start Dataset entries

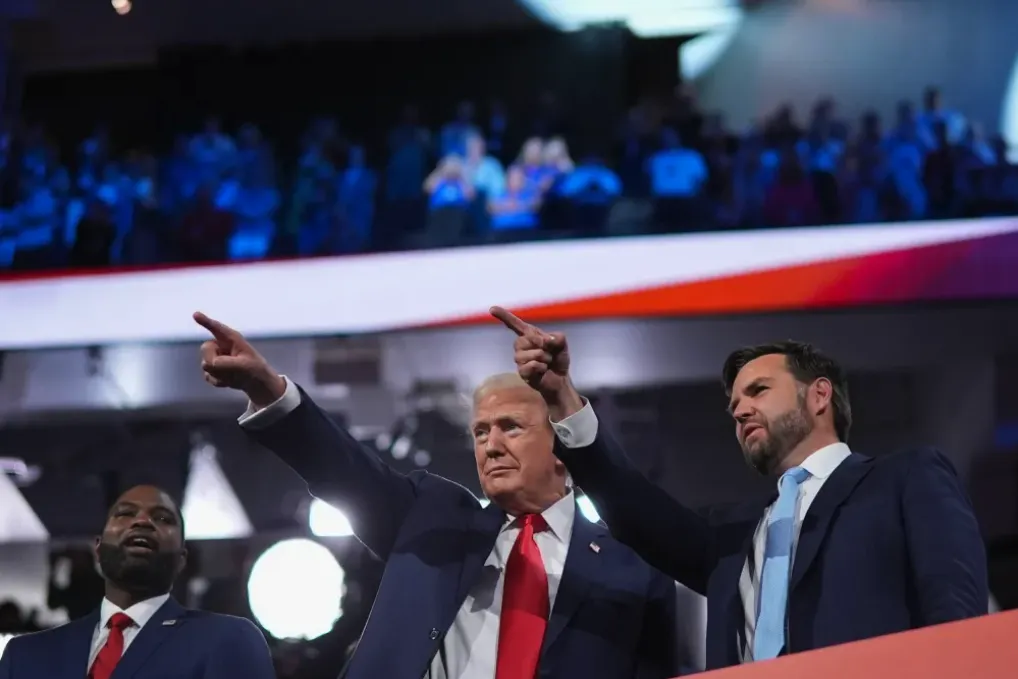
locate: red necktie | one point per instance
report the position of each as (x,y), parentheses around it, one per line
(110,655)
(524,606)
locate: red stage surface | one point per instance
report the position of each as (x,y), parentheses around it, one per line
(981,648)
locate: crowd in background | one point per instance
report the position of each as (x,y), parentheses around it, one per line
(482,177)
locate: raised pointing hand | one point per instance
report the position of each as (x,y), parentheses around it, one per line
(228,360)
(542,358)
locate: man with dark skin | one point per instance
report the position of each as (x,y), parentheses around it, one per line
(139,628)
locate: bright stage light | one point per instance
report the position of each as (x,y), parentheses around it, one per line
(295,589)
(327,521)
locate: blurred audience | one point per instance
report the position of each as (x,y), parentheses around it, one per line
(221,195)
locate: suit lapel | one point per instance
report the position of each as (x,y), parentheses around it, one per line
(164,623)
(729,577)
(77,646)
(582,568)
(483,530)
(816,522)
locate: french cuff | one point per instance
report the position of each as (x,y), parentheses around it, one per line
(256,418)
(578,430)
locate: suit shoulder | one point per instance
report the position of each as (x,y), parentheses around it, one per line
(433,484)
(903,461)
(36,639)
(222,622)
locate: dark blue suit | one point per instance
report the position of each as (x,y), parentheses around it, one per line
(888,545)
(175,643)
(613,616)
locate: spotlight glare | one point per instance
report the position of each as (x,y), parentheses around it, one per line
(295,589)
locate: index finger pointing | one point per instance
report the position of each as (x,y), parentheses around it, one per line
(220,331)
(511,321)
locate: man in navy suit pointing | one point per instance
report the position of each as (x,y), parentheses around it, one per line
(522,588)
(848,548)
(139,630)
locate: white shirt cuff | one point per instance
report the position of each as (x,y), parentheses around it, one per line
(578,430)
(255,418)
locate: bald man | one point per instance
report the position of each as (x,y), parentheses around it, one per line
(139,630)
(521,588)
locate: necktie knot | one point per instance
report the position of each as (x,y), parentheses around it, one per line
(535,522)
(791,479)
(120,621)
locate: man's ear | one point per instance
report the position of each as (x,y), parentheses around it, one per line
(822,393)
(182,563)
(95,552)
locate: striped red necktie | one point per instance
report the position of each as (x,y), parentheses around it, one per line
(111,652)
(524,605)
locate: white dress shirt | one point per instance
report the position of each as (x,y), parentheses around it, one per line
(469,649)
(580,429)
(140,613)
(470,646)
(819,465)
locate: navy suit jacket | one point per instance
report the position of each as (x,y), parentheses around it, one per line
(613,616)
(175,643)
(889,544)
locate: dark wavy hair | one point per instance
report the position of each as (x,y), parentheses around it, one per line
(806,363)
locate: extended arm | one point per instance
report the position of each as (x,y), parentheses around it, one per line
(945,545)
(336,467)
(658,657)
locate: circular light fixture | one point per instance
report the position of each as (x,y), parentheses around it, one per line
(295,589)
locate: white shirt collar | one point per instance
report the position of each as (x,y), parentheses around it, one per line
(140,613)
(559,517)
(823,462)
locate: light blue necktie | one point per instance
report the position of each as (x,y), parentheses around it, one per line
(773,593)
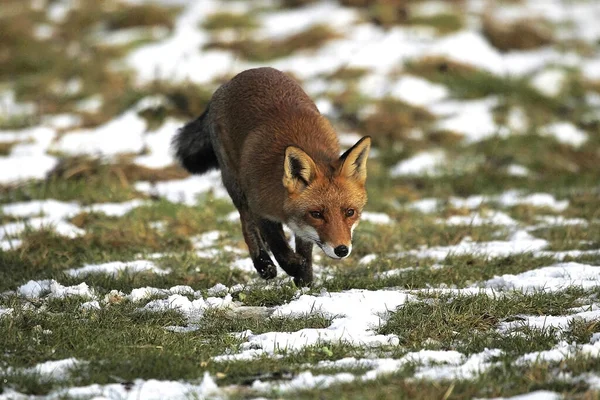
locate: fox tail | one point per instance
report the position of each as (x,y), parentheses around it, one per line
(193,148)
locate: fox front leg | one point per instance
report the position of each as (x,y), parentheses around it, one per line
(296,265)
(258,251)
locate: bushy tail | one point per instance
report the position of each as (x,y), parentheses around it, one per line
(193,147)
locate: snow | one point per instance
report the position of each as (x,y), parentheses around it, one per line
(424,163)
(552,278)
(124,134)
(186,190)
(117,267)
(54,370)
(471,118)
(565,132)
(549,82)
(59,227)
(468,47)
(459,368)
(376,218)
(520,242)
(478,219)
(355,314)
(138,389)
(418,91)
(53,289)
(158,144)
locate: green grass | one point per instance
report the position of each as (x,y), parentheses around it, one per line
(120,342)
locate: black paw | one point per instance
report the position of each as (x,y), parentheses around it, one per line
(267,271)
(304,280)
(264,265)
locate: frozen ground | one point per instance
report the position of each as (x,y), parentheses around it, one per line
(477,265)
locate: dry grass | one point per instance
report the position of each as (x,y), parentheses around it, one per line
(123,170)
(265,50)
(523,34)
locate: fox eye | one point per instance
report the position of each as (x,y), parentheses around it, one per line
(316,214)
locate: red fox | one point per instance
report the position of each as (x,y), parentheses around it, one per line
(280,163)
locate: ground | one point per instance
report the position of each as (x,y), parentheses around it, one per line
(475,272)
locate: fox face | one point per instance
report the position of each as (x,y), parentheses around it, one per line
(325,200)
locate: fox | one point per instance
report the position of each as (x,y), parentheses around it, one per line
(281,164)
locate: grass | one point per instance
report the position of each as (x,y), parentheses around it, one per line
(120,343)
(266,50)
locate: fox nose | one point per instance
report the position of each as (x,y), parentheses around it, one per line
(341,251)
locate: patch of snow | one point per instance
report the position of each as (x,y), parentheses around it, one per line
(90,305)
(460,368)
(479,219)
(206,240)
(117,267)
(158,143)
(424,163)
(553,278)
(472,118)
(468,47)
(186,190)
(53,209)
(565,132)
(124,134)
(35,289)
(141,389)
(368,259)
(517,170)
(59,227)
(115,209)
(520,242)
(418,91)
(54,370)
(355,313)
(549,82)
(426,206)
(376,218)
(193,310)
(6,312)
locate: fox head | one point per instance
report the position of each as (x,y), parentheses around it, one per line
(325,201)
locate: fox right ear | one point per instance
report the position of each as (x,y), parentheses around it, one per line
(299,169)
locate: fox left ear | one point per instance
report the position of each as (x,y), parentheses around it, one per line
(354,160)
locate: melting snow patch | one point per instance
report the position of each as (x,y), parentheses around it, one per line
(477,219)
(549,82)
(553,278)
(424,163)
(418,91)
(124,134)
(53,289)
(60,227)
(460,368)
(376,218)
(355,314)
(158,144)
(54,370)
(141,389)
(520,242)
(565,132)
(115,268)
(473,118)
(186,190)
(53,209)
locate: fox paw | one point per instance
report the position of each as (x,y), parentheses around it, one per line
(268,271)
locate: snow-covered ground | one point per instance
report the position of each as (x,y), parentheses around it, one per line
(355,314)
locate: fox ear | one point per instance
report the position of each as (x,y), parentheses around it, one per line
(299,169)
(354,160)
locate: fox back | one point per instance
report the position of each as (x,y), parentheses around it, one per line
(280,160)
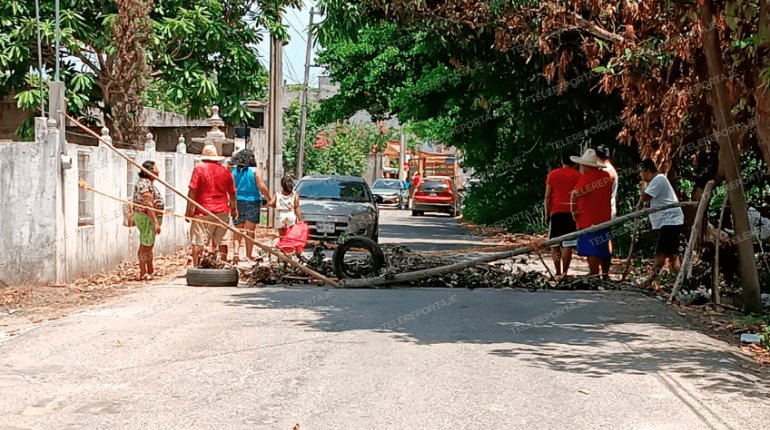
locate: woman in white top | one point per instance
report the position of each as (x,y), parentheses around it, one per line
(286,204)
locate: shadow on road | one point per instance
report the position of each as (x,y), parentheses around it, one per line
(593,334)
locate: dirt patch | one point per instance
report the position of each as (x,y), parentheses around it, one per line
(32,305)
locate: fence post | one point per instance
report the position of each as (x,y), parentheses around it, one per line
(181,147)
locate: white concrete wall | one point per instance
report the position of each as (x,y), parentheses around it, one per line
(41,243)
(27,203)
(101,246)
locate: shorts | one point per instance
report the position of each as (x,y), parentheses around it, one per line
(595,244)
(668,239)
(247,211)
(146,229)
(202,234)
(562,223)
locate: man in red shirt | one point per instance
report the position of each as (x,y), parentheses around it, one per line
(212,187)
(591,205)
(558,215)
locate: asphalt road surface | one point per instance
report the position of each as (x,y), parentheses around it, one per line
(172,356)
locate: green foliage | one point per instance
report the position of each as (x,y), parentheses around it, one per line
(202,52)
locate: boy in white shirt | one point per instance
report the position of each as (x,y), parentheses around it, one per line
(668,223)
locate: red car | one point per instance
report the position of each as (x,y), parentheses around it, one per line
(437,194)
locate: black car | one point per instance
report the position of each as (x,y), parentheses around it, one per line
(333,205)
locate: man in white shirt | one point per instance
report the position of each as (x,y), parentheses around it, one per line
(668,223)
(604,155)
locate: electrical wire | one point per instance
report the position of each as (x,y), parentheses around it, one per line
(40,58)
(58,41)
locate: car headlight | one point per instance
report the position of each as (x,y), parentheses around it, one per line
(359,221)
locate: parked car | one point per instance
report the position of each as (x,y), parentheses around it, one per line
(333,205)
(437,194)
(392,191)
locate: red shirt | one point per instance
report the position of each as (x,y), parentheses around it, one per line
(594,196)
(562,181)
(213,185)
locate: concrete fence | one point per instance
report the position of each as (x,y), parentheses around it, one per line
(53,231)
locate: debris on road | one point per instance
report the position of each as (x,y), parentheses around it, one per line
(750,338)
(400,259)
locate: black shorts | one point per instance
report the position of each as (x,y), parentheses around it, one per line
(669,237)
(562,223)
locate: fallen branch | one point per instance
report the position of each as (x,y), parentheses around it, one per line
(425,273)
(694,233)
(268,250)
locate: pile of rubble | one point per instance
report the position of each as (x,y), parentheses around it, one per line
(400,259)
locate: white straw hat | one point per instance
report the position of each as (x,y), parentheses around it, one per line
(210,153)
(588,158)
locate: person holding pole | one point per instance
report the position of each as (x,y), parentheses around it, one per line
(657,190)
(212,187)
(558,217)
(590,203)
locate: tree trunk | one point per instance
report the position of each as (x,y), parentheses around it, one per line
(729,158)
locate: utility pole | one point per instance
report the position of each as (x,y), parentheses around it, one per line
(303,114)
(275,121)
(402,155)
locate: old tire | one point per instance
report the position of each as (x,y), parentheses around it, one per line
(374,250)
(197,277)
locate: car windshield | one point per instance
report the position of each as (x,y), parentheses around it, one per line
(388,185)
(332,189)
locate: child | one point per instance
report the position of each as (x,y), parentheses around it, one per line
(286,204)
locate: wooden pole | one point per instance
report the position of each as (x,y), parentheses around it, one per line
(425,273)
(694,233)
(633,242)
(279,255)
(303,114)
(717,243)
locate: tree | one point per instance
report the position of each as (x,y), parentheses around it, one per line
(131,35)
(201,52)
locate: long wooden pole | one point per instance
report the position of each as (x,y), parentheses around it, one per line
(426,273)
(717,245)
(694,233)
(633,242)
(279,255)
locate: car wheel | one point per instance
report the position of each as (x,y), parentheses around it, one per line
(198,277)
(377,258)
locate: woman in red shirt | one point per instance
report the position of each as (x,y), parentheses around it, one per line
(591,205)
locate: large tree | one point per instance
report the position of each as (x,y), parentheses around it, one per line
(650,53)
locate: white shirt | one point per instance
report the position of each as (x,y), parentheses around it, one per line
(662,194)
(284,210)
(614,175)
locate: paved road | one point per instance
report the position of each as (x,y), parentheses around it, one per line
(176,357)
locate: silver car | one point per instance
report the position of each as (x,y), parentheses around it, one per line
(392,191)
(333,205)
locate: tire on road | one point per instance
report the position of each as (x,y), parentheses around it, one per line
(197,277)
(374,250)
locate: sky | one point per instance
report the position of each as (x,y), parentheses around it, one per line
(294,52)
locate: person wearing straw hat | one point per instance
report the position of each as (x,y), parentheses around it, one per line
(212,187)
(590,203)
(146,196)
(558,217)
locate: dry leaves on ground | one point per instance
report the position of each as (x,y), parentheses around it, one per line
(53,301)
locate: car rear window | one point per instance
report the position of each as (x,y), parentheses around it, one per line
(388,185)
(330,189)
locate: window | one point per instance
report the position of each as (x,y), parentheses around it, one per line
(85,197)
(132,173)
(169,178)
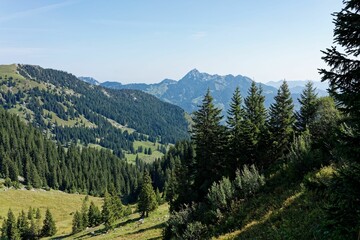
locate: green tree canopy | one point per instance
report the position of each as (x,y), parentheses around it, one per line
(147,197)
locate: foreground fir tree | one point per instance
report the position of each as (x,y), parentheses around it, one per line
(94,215)
(147,197)
(77,223)
(254,125)
(210,140)
(344,81)
(281,122)
(308,108)
(9,228)
(108,213)
(49,227)
(235,123)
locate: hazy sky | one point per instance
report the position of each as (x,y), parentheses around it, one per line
(149,40)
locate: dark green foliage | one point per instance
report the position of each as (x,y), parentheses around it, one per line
(23,225)
(344,74)
(77,223)
(131,108)
(210,139)
(113,208)
(9,229)
(147,198)
(308,107)
(254,125)
(49,227)
(281,122)
(84,214)
(43,164)
(235,122)
(344,80)
(94,215)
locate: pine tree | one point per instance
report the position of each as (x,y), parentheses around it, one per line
(235,123)
(344,80)
(49,226)
(210,140)
(10,229)
(23,225)
(254,125)
(281,121)
(108,214)
(84,214)
(77,223)
(308,102)
(344,75)
(147,198)
(94,215)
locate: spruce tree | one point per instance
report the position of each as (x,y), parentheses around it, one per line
(84,214)
(77,223)
(147,198)
(308,107)
(49,226)
(235,123)
(94,215)
(210,140)
(254,125)
(344,79)
(108,214)
(344,75)
(10,229)
(23,225)
(281,122)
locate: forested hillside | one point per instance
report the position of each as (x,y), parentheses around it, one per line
(71,111)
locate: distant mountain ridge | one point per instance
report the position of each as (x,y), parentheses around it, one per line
(190,89)
(70,110)
(90,80)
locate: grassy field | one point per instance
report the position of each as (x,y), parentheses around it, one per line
(10,71)
(289,213)
(147,158)
(61,205)
(129,227)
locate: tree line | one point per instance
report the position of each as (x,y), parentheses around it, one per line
(28,226)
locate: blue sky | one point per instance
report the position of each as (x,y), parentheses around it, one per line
(149,40)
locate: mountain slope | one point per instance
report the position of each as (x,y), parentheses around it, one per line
(70,110)
(189,90)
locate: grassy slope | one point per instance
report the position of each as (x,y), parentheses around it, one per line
(147,158)
(288,212)
(129,227)
(61,205)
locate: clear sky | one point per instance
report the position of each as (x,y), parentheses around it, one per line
(149,40)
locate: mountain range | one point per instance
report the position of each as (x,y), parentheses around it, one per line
(71,111)
(190,89)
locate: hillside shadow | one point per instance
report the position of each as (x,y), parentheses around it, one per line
(160,225)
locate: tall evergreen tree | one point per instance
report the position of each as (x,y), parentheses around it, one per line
(281,121)
(23,225)
(94,215)
(344,80)
(210,139)
(254,125)
(108,213)
(344,73)
(308,107)
(77,223)
(147,198)
(235,122)
(9,228)
(84,214)
(49,226)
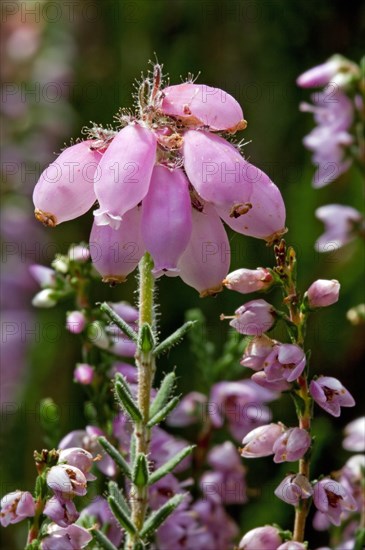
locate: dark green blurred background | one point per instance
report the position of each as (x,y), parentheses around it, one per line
(254,50)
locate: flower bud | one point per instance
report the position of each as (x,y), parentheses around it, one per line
(75,322)
(61,512)
(205,262)
(44,299)
(166,218)
(116,252)
(124,174)
(322,293)
(66,481)
(254,318)
(260,441)
(263,538)
(84,374)
(291,445)
(65,189)
(249,280)
(330,394)
(202,105)
(15,507)
(294,488)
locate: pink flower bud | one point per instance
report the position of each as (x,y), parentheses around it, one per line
(166,218)
(256,352)
(202,105)
(84,374)
(291,445)
(266,217)
(61,512)
(294,488)
(249,280)
(254,318)
(124,174)
(45,276)
(72,537)
(331,498)
(263,538)
(15,507)
(322,293)
(65,189)
(66,481)
(330,394)
(75,322)
(79,458)
(116,252)
(260,441)
(205,262)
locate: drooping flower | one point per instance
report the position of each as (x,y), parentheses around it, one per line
(330,394)
(322,293)
(341,223)
(15,507)
(332,499)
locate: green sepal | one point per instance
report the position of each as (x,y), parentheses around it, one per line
(146,339)
(116,493)
(127,402)
(162,414)
(170,465)
(116,456)
(174,338)
(140,472)
(121,516)
(157,518)
(163,393)
(119,322)
(103,540)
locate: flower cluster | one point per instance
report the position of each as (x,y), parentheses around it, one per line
(164,182)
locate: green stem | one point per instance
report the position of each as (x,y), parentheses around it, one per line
(146,369)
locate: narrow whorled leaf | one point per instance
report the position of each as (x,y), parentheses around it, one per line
(116,493)
(169,466)
(140,472)
(115,455)
(128,331)
(121,516)
(120,378)
(161,415)
(157,518)
(103,540)
(127,402)
(173,339)
(163,393)
(146,339)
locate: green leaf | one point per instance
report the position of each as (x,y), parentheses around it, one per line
(163,393)
(103,540)
(116,493)
(140,472)
(127,402)
(116,456)
(146,340)
(121,516)
(157,518)
(174,338)
(170,465)
(124,327)
(161,415)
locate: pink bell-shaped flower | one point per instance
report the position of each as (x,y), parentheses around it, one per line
(116,252)
(205,262)
(124,174)
(65,189)
(202,105)
(166,218)
(217,170)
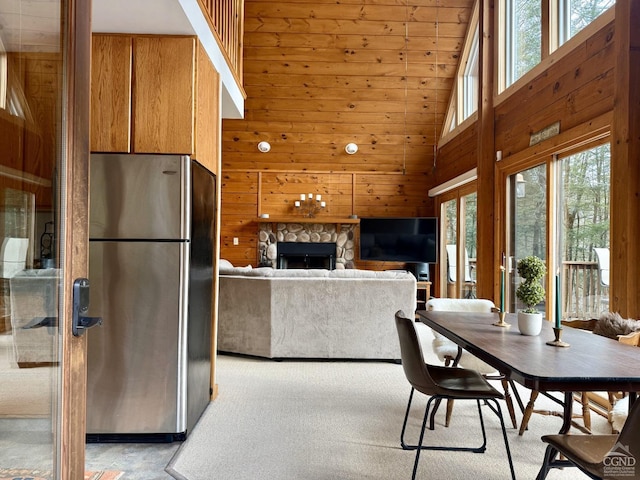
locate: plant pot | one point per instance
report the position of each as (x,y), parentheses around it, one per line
(530,323)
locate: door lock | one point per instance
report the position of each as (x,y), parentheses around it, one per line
(81,322)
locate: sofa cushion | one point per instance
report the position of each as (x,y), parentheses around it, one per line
(223,263)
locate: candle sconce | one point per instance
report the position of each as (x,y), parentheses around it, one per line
(308,205)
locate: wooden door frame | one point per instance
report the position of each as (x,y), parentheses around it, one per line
(74,200)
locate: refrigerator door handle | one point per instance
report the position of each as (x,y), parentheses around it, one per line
(80,306)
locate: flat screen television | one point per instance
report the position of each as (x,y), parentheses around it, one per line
(409,240)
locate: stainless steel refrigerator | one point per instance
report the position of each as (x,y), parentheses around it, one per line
(151,273)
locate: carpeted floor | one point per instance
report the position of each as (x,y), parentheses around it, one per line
(21,474)
(341,420)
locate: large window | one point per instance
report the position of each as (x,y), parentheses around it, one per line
(563,202)
(470,81)
(574,15)
(527,224)
(530,30)
(464,95)
(522,37)
(458,213)
(583,214)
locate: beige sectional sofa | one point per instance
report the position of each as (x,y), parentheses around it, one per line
(312,313)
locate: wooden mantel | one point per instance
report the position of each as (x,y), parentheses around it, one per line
(301,219)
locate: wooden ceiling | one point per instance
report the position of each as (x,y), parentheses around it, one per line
(322,73)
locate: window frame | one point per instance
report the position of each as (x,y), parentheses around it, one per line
(548,153)
(552,51)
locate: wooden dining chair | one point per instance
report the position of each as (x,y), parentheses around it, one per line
(439,382)
(586,399)
(598,456)
(448,352)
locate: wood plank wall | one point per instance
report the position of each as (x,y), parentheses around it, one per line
(573,91)
(320,74)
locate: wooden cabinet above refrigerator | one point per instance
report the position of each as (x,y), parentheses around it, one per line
(153,94)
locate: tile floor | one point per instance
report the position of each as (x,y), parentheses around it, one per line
(26,443)
(139,461)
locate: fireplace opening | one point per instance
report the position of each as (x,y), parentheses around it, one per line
(306,255)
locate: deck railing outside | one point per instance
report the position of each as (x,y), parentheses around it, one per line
(583,296)
(226,18)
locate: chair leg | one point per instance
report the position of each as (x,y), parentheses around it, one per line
(492,404)
(447,419)
(509,402)
(528,411)
(586,410)
(549,454)
(404,445)
(498,412)
(434,410)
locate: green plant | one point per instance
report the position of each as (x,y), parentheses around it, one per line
(530,291)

end Dataset entries

Exercise goal:
Repeat precisely the lines of the data starting at the one containing "locate: stainless steel", last line included.

Worked answer:
locate: stainless steel refrigerator | one point per instance
report the position of each as (x,y), parentheses around it, one per line
(151,273)
locate: carpeted floor | one point per instance
report the position of each as (x,y), parentheses around it, one per line
(21,474)
(341,420)
locate: large window | one point per instance
report the position of each as (x,y), parentheses around it, one per line
(563,202)
(470,81)
(574,15)
(527,224)
(530,30)
(464,95)
(522,37)
(458,213)
(583,214)
locate: beige sectional sofa | one point per instance
report the position of each as (x,y), parentheses around it, one per line
(312,313)
locate: wooden mantel | one point per instance
report the position of each as (x,y), parentheses around it, one per line
(301,219)
locate: wooden ceiling | one point per instance
report the position of each as (x,y), parentheses around it, one per line
(322,73)
locate: window frame | one point per instance
report the position of each as (x,y), parentheses around it, one per line
(548,153)
(552,51)
locate: wooden dining chair | one point per instance
report the position of each as (x,y), parentheses around it, one per line
(439,382)
(586,399)
(598,456)
(448,352)
locate: wood plank wall | one point per instance
report the position of each as (x,y), parentheses around it, one per line
(573,91)
(320,74)
locate: wooden cabinet above refrigerator | one point per instance
report the position of each as (x,y), parentheses around it, one per line
(153,94)
locate: tile floor | one point per instance
report the position of each as (x,y), parentheses around it, one per line
(26,443)
(139,461)
locate: fireplace opening | one point per instance
report the position of each as (x,y), parentheses around it, one per line
(306,255)
locate: deck railing outside | one point per instance
report the position of each as (x,y), parentheses around it, one per line
(583,296)
(226,18)
locate: chair leg | one point per instance
report the position of each as (x,y), parentheses around it, one per line
(492,404)
(447,419)
(509,402)
(528,411)
(586,410)
(549,454)
(404,445)
(498,412)
(434,410)
locate: green plant | one point per instance
report the position of each as (x,y), parentheses around it, one per line
(530,291)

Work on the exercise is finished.